Input material:
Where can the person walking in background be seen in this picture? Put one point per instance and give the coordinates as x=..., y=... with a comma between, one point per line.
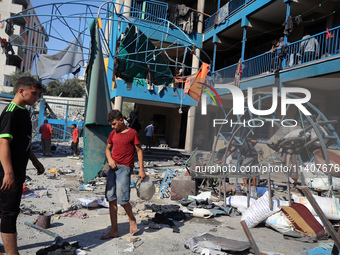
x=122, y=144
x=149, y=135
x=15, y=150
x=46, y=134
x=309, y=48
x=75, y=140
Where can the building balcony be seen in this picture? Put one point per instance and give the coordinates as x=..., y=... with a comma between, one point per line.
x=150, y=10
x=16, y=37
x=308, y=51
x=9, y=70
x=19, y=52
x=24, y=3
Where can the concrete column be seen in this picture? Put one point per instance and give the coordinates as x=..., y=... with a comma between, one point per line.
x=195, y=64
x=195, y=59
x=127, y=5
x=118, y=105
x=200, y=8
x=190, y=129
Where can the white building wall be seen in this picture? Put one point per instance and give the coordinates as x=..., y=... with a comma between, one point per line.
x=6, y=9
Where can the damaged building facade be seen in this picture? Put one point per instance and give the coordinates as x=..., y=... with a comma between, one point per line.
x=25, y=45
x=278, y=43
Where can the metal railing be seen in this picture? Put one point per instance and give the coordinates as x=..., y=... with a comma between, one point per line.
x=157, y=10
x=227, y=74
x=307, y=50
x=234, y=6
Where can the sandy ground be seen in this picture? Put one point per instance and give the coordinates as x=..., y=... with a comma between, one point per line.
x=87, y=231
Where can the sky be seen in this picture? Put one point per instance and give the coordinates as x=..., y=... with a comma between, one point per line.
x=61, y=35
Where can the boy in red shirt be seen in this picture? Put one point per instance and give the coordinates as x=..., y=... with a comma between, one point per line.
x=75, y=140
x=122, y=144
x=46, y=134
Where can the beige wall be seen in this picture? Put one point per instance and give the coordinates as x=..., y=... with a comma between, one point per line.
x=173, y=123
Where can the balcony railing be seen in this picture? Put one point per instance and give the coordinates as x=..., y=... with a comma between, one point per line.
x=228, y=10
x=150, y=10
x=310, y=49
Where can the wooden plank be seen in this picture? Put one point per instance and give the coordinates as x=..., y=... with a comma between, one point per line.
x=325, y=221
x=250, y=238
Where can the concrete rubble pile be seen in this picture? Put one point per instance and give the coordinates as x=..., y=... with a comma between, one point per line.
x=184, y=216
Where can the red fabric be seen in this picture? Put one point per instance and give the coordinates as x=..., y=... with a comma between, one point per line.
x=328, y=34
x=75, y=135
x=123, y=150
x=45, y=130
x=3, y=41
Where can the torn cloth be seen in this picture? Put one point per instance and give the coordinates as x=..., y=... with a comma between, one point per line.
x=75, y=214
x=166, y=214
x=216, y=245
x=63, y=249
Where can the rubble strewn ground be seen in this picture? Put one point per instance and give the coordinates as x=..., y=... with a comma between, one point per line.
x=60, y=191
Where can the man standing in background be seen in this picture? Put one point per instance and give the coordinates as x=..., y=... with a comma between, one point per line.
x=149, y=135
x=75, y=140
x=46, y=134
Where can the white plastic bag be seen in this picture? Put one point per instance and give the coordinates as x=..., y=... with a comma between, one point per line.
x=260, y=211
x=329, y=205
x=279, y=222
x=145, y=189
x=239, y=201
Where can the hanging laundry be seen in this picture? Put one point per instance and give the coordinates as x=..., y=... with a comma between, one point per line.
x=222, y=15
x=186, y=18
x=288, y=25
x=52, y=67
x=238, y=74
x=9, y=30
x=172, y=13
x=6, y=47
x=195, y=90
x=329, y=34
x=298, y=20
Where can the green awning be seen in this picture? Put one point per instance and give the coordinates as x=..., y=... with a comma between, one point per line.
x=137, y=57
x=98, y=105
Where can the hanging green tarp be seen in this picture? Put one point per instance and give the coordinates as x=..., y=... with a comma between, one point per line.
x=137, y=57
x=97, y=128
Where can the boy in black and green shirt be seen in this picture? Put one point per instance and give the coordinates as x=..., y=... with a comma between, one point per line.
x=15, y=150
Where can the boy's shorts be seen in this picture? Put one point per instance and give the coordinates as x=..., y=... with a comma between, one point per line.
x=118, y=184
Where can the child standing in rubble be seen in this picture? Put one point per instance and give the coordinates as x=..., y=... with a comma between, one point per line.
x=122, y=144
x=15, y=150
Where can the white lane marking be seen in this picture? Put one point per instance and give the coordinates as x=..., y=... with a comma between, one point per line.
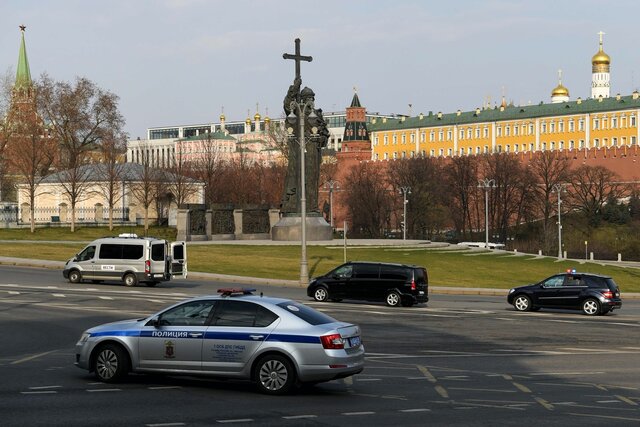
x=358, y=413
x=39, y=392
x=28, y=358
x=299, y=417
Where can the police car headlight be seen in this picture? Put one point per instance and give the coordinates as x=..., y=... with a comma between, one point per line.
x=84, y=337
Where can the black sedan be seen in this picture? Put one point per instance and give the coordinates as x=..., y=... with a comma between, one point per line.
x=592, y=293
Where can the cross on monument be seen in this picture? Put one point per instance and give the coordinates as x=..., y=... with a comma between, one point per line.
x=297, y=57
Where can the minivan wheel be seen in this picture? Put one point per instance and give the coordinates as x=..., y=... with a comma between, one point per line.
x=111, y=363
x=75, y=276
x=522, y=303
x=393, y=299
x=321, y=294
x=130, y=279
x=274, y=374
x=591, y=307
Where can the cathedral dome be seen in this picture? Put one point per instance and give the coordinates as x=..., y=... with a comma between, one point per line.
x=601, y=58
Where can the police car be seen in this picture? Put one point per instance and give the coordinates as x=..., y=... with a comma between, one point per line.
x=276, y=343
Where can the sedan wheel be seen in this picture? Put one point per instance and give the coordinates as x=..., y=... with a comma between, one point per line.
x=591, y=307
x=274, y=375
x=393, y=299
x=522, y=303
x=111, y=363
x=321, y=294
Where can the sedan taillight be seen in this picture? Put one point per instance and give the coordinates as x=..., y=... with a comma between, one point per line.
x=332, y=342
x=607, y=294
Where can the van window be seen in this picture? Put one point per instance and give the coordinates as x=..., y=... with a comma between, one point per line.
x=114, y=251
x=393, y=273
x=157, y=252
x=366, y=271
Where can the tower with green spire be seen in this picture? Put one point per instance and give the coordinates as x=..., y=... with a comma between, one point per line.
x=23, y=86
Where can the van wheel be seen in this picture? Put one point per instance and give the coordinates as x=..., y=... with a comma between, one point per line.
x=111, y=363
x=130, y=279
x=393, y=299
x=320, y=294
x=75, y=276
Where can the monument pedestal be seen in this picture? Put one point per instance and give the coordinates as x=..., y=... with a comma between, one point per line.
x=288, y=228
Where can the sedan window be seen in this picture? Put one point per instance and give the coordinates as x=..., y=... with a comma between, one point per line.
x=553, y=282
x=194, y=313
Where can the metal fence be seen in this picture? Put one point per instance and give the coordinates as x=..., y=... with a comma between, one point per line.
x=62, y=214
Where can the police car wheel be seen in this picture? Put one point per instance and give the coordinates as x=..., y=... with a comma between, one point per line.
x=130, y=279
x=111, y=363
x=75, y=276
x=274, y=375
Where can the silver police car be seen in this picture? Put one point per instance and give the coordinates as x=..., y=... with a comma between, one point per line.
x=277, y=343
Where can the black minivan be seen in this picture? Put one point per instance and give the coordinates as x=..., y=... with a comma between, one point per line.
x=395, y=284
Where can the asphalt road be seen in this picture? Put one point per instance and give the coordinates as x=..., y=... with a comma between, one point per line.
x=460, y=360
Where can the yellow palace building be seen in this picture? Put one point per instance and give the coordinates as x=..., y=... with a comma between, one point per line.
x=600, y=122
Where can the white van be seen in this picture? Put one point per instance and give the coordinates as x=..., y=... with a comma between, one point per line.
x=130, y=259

Instructions to follow: When copying the records above, please match them exactly but leave out all pictures.

Answer box:
Where can the person walking in background be seen in this picture? Put one point per instance and give the coordinates as x=..., y=... with a comma between, one point per line.
x=122, y=144
x=149, y=135
x=15, y=150
x=46, y=134
x=309, y=48
x=75, y=140
Where can the building balcony be seen in this picture? Put one point per instance and give the coordinates as x=..., y=... with a comma between, one point per line.
x=150, y=10
x=16, y=37
x=308, y=51
x=9, y=70
x=19, y=52
x=24, y=3
Where can the concrete column be seen in this picture? Put one point per instance and give the coordinates as x=..., y=... with a comma between, one point per line.
x=195, y=64
x=195, y=59
x=127, y=5
x=118, y=105
x=200, y=8
x=190, y=129
Where can the white building wall be seen in this picture? Put one point per instance and give the coordinates as x=..., y=... with a comma between, one point per line.
x=6, y=9
Where can the damaged building facade be seen in this picture? Put one point per instance and give the coordinates as x=..., y=... with a comma between, one point per line.
x=25, y=45
x=278, y=43
Where can the metal railing be seen in this picture? Put one point per instance and give the coordinates as x=..., y=... with a comma between, one point per line.
x=157, y=10
x=227, y=74
x=307, y=50
x=234, y=6
Where can the sandy ground be seen in this picture? Put one point per instance and give the coordinates as x=..., y=... with a comma between, one point per line.
x=87, y=231
Where can the sky be seen in this picture? Put one point per instance and give the coordinates as x=..., y=... with a comma between, one point per line.
x=61, y=35
Where can the boy in red shirt be seen in this picture? Put one point per instance and give the coordinates as x=..., y=... with a comma between, one point per line.
x=75, y=140
x=122, y=144
x=46, y=134
Where can the beige wall be seen in this picture? Put one point per instance and give the coordinates as x=..., y=... with a comma between, one point per line.
x=173, y=123
Where can the balcony railing be seen in this picture? Put one point per instance and give the coordinates as x=..., y=... with a comma between, one point per line.
x=228, y=10
x=150, y=10
x=310, y=49
Where can the wooden plank be seen in this picture? Put one point per instance and give the coordinates as x=..., y=... with a comma between, one point per line.
x=325, y=221
x=250, y=238
Where can the concrete rubble pile be seen in this picture? Put one point per instance and give the coordinates as x=..., y=... with a comma between, one point per line.
x=184, y=216
Where can the red fabric be seen in this picture? Put one point per instance and give the coordinates as x=..., y=... with a comma between, one point per line.
x=328, y=34
x=75, y=135
x=123, y=150
x=45, y=130
x=3, y=41
Where can the torn cloth be seen in this picture? Put one point per instance and give the coordinates as x=..., y=... with a comma between, one point per line.
x=75, y=214
x=166, y=214
x=216, y=245
x=63, y=249
Where can the rubble strewn ground be seen in this picture? Put one point per instance and give the coordinates as x=..., y=... with a comma between, one point per line.
x=60, y=191
Where can the man standing in background be seen in this picture? Put one point per instance and give the coordinates as x=..., y=... with a comma between, one point per line.
x=149, y=135
x=75, y=140
x=46, y=134
Where can the white plastic bag be seen in this picture? Put one point per instance and give the coordinates as x=..., y=... with a comma between, one point per line.
x=260, y=211
x=329, y=205
x=279, y=222
x=145, y=189
x=239, y=201
Where can the hanging laundry be seen in this picture? Put one point per instance and give the coordinates as x=..., y=... with a comma between, one point per line.
x=222, y=15
x=186, y=18
x=288, y=25
x=52, y=67
x=238, y=74
x=9, y=30
x=172, y=13
x=6, y=47
x=195, y=90
x=329, y=34
x=298, y=20
Where can the green awning be seen in this picture? Put one point per instance and give the coordinates as x=..., y=... with a comma between, one point per line.
x=137, y=57
x=98, y=105
Where can the hanging green tarp be seen in this picture? Put one point per instance and give the coordinates as x=..., y=... with a comma between, one point per line.
x=137, y=57
x=97, y=128
Where can the boy in black and green shirt be seen in this picture? Put one point per instance and give the coordinates as x=..., y=... with a comma between, one point per line.
x=15, y=150
Where can the boy's shorts be seen in this picture? Put one point per instance and give the coordinates as x=..., y=... with a comma between, one point per line.
x=118, y=184
Where can the child standing in rubble be seen in this picture? Put one point per instance and give the coordinates as x=..., y=... with a comma between, one point per line.
x=122, y=144
x=15, y=150
Where can the white lane marking be seen in this picture? Put one point per instance and give the coordinates as x=..., y=... with a comma between, one point per line.
x=358, y=413
x=39, y=392
x=28, y=358
x=299, y=417
Where can the police car headlight be seen in this picture? Put one point per instance and give the coordinates as x=..., y=... with a comma between, one point per line.
x=84, y=337
Where can the black sedan be seen in this picture? Put one point per instance and give the coordinates as x=..., y=... with a comma between, one point per line.
x=592, y=293
Where can the cross on monument be seen in this picture? Put one point per instance and give the coordinates as x=..., y=... with a comma between, one point per line.
x=297, y=57
Where can the minivan wheel be seen in this picture? Put one point per instance and give the coordinates as x=..., y=... with a comma between, one point per line.
x=111, y=363
x=75, y=276
x=522, y=303
x=393, y=299
x=321, y=294
x=130, y=279
x=274, y=374
x=591, y=307
Where can the cathedral dome be seen in this picture? Put one point per instance and give the coordinates as x=..., y=... with a comma between, one point per line.
x=601, y=58
Where can the police car be seen in this picture? Put one point per instance and give the coordinates as x=..., y=... with a comma between, one point per line.
x=276, y=343
Where can the sedan wheel be seen in this picture? Put one point per instance and give the coordinates as x=..., y=... with a comma between, one point per line.
x=591, y=307
x=274, y=375
x=393, y=299
x=522, y=303
x=111, y=363
x=321, y=294
Where can the sedan taillight be seen in this picture? Put one point per instance and give the coordinates as x=..., y=... with a comma between, one point per line.
x=332, y=342
x=607, y=294
Where can the van window be seen in this picture? Put one point per instance and give the coordinates as x=..., y=... with a comma between, one point per line.
x=114, y=251
x=393, y=273
x=157, y=252
x=366, y=271
Where can the tower with green spire be seen in this picture? Put one point per instance and give the coordinates as x=..., y=... with a comma between, one point per line.
x=23, y=86
Where can the van wheel be seen in this picture? Put one point per instance and give the coordinates as x=..., y=... with a comma between, one point per line.
x=111, y=363
x=130, y=279
x=393, y=299
x=320, y=294
x=75, y=276
Where can the monument pedestal be seen in this picture? Put one point per instance and give the coordinates as x=..., y=... with a comma between, one point per line.
x=288, y=228
Where can the sedan window be seen in this picture? Put one point per instance and give the coordinates as x=..., y=... with a comma between, one point per line.
x=553, y=282
x=194, y=313
Where can the metal fence be seen in this picture? Put one point per instance and give the coordinates as x=..., y=... with a comma between, one point per line.
x=62, y=214
Where can the police car wheel be seen in this picture? Put one point per instance and give the coordinates as x=..., y=... with a comma between, one point per line.
x=130, y=279
x=111, y=363
x=75, y=276
x=274, y=375
Where can the silver police car be seen in this picture? Put one point per instance and give the coordinates as x=..., y=... with a comma between, one point per line.
x=277, y=343
Where can the black minivan be seen in this picture? Put one point per instance and give the coordinates as x=..., y=... with a comma between, one point per line.
x=395, y=284
Where can the asphalt road be seen in this picture? Put one point per instance and give the coordinates as x=..., y=... with a comma between, one point per line.
x=460, y=360
Where can the yellow palace building be seen in this picture? Put one point per instance and give the coordinates as x=..., y=... with a comma between, one point per line.
x=600, y=122
Where can the white van be seen in this picture? Put one point per instance and give the coordinates as x=..., y=... with a comma between, one point per line.
x=130, y=259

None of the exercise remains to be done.